### WORK TASK
Print every record exactly, omitting all pictures.

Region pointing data
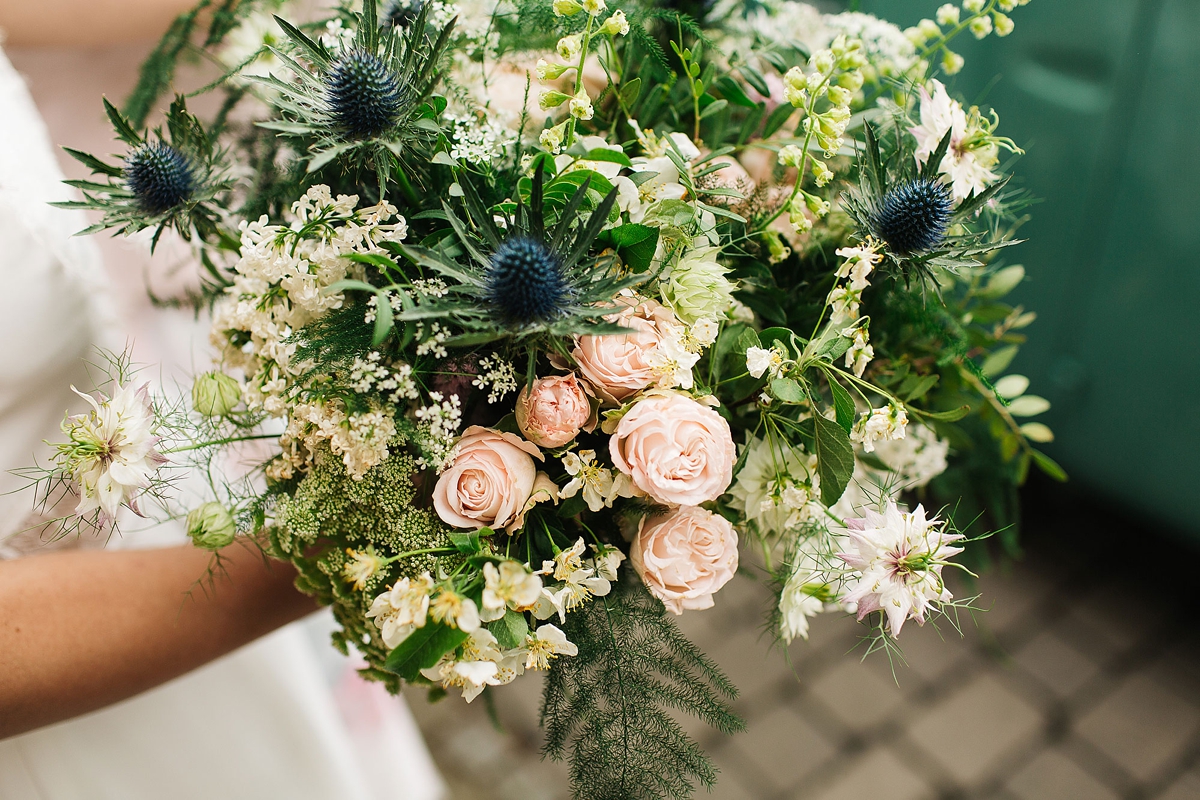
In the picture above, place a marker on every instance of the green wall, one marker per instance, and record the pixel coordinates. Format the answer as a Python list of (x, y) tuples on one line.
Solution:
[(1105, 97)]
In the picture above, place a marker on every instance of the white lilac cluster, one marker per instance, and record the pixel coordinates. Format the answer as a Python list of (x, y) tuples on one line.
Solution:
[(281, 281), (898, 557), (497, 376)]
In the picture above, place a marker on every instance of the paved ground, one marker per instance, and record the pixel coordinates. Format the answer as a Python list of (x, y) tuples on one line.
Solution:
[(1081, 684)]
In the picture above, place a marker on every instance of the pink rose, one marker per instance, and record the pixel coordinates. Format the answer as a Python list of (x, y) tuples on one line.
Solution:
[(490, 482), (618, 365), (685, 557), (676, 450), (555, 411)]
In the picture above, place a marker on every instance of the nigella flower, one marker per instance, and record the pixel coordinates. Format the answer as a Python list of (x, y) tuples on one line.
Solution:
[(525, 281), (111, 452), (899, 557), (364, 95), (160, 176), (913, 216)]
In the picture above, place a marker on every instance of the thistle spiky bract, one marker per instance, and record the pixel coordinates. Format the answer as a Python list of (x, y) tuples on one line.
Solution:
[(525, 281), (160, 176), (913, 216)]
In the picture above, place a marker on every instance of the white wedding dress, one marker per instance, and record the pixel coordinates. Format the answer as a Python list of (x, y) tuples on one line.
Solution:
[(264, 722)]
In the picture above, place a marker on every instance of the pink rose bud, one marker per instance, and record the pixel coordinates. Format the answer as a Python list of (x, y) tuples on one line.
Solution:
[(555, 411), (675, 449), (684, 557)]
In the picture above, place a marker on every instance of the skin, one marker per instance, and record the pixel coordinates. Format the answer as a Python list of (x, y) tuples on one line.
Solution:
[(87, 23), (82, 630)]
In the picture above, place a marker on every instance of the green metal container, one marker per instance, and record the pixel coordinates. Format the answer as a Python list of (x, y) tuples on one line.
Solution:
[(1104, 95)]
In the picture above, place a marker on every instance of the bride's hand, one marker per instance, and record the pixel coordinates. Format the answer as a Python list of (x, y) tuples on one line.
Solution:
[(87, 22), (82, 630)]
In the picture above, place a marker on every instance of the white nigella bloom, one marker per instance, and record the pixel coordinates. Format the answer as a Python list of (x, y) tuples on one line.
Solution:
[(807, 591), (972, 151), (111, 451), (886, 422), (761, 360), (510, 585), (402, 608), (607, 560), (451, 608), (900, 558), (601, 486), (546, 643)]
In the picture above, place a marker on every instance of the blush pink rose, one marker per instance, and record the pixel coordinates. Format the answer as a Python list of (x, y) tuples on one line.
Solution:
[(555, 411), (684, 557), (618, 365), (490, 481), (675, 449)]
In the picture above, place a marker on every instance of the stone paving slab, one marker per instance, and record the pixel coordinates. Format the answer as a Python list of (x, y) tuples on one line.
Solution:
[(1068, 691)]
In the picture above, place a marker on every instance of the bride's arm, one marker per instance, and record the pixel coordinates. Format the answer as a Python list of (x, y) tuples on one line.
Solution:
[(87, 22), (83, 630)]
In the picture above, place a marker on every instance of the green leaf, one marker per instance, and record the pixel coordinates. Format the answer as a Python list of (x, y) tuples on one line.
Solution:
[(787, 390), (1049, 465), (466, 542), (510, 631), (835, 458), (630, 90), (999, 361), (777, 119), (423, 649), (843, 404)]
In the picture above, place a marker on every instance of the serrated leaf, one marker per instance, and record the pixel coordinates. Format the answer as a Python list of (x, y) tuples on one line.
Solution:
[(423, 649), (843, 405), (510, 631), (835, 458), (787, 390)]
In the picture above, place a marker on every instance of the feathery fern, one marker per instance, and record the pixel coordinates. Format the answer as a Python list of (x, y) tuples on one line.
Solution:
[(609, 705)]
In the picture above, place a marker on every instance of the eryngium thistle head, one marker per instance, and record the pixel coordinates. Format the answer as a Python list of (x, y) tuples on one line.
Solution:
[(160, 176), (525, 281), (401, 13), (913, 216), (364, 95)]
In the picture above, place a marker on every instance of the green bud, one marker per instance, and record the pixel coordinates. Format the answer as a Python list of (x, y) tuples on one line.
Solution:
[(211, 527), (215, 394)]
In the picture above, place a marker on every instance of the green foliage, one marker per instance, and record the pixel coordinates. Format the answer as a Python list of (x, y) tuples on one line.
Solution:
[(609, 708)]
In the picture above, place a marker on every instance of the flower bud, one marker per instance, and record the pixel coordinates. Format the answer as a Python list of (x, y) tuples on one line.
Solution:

### YOUR SOLUTION
In the picture above, place a marker on every instance of the green wall, one marker per instance, and record the pixel coordinates. Format the answer as a Python list of (x, y) tuples on one line.
Solution:
[(1105, 97)]
In the picture above, place a marker on every instance of the white lilac cluster, one marker per instance, and record the pixel coordinates. Format the answer as a Python list of (x, y) tuples on one line.
Solution:
[(281, 281), (898, 557), (497, 376)]
In the picture above, place a marker on every instance of the paved ground, one marker per instance, and record the pixel coordinates. Format the answer as a Python list of (x, y) tuples on one line.
Solution:
[(1081, 684)]
In the picture above, place a marker on every instance of the pink rose, one marker per instance, and record the pixel coordinates. Format the answer as a Python list of (x, y) tuples on one line.
Solution:
[(490, 482), (618, 365), (685, 557), (676, 450), (555, 411)]
In the picture above, place a marker on every instance of the nigella flower, one marker per instance, and record the pixel coordinates. Format the answer as a Python list of (x, y) tuples on one line.
Solution:
[(525, 281), (111, 452), (899, 557), (364, 95), (160, 176), (913, 216)]
In the picture above, place a marker on every instance of the thistle spiky bract, one marker per instance, and record the pixel coordinates. Format the answer as a Python list of (x, y) tuples on one line.
Solution:
[(525, 281), (160, 176), (913, 216)]
In the picture above, place a marker on every instance of the white wedding dress, one marker per instance, and record the pixel coordinates. Format the answer as a Python list of (x, y) tuples on one line.
Solution:
[(264, 722)]
In the picture above, place a marker on every instance of the pink rose bud, one marker per instance, and record the pixel coordinates. Format the answer as a Python list of (x, y) tuples on one line.
Solution:
[(555, 411), (675, 449), (684, 557)]
In the picture above, place a marker on every instance of the skin, one marker per instance, and record the pixel coordinates. Format the answer as a Python list of (x, y) tuples on one line.
Solution:
[(87, 23), (82, 630)]
In the picture above, place a marker on every instance of the green metal container, one marker per instance, and record the pixel coordinates. Format the answer as a Python list of (x, y) tuples on one line.
Solution:
[(1104, 95)]
In the picture above, place a marker on every instance of the bride's hand, one marker per instance, and record the pixel coordinates. Format the answer as a Python list of (x, y) tuples on one line.
Solution:
[(87, 22), (82, 630)]
In the picture above, place a marker on every instance of the white nigella bloom, one marker per instance, and record the pixel coordinates. Format the answer as a Python list of (x, y) tuples on one line.
Solution:
[(807, 591), (972, 151), (111, 451), (886, 422), (761, 360), (510, 585), (402, 608), (607, 560), (451, 608), (900, 558), (601, 486), (546, 643)]
In the picture above, place a marker on every instance of the blush pink rose, one marker per instance, and record the pixel coordinates. Format the answer as a Python list of (x, y) tuples on one line.
Solution:
[(555, 411), (684, 557), (618, 365), (490, 481), (675, 449)]
In the picture above, place a marker on every instance of the stone paving slab, one marker per instance, and record the pixel coordinates. Format the answer as a Python list of (x, y) tuples on one line.
Solution:
[(1068, 691)]
In the picture above, place a marker on every instance of the bride's arm, one marker per instance, and record the pixel coordinates. Format the answer as a Python list of (x, y) tuples on one line.
Solution:
[(87, 22), (83, 630)]
In the picture above, place a marker on every instance of the green leaf, one marker per instance, and record the pixel coordinates. Format the answer as a Python list of (x, y) tuples on one line.
Solution:
[(787, 390), (1049, 465), (466, 542), (510, 631), (835, 458), (630, 90), (999, 361), (777, 119), (423, 649), (843, 404)]
In the picture above, place a marker on every instance of the serrated leaf, one marker per instance, and record the pixel coordinates. Format the answer as a Python list of (x, y) tuples on one line.
Solution:
[(423, 649), (843, 405), (510, 631), (835, 458), (787, 390)]
In the picture above, place a marker on every instance of the feathery fern, one marker per instance, and record the pixel coordinates. Format the answer as a Python list of (x, y) tuples on one line.
Solution:
[(609, 705)]
In the picture above, place a marker on every instance of the eryngium thistle head, one marker per instance, and record the pixel coordinates. Format the answer as a Python list of (x, y) tuples on one line.
Solution:
[(160, 176), (525, 281), (401, 13), (913, 216), (364, 95)]
In the picture above, place a marker on every instance of the green bud, one marker per instance, and record the pixel coordinates. Format the answer as a Python list of (x, y) tuples on one line.
Solution:
[(211, 527), (215, 394)]
In the picture above, place a marker on every instance of the green foliage, one marker per instance, and record the pixel coordinates. Format the answer as a Python list of (x, y) tuples on one line.
Solution:
[(609, 708)]
In the picture above, place a marker on every instance of the flower bud, one marker per instance, and record the pixel coordinates. Format the answer as a Python list of (x, y) tuples on one line.
Solution:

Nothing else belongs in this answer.